**WHAT THIS TASK INVOLVES**. Please produce a character-exact copy of the listing that follows, omitting all images.

○ ○ ○ ○ ○

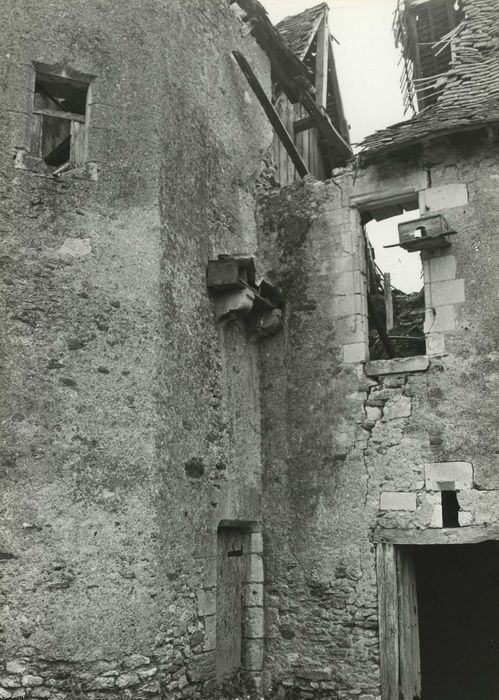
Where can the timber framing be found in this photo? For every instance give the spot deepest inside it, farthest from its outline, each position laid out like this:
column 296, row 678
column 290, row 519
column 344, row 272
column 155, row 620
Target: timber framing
column 294, row 78
column 271, row 113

○ ○ ○ ○ ○

**EXERCISE SOLUTION**.
Where can the timber framing be found in this photo? For every instance give the spot deepest inside it, farthest from its outline, each position laid out like this:
column 296, row 678
column 290, row 519
column 344, row 272
column 155, row 620
Target: timber framing
column 294, row 78
column 271, row 113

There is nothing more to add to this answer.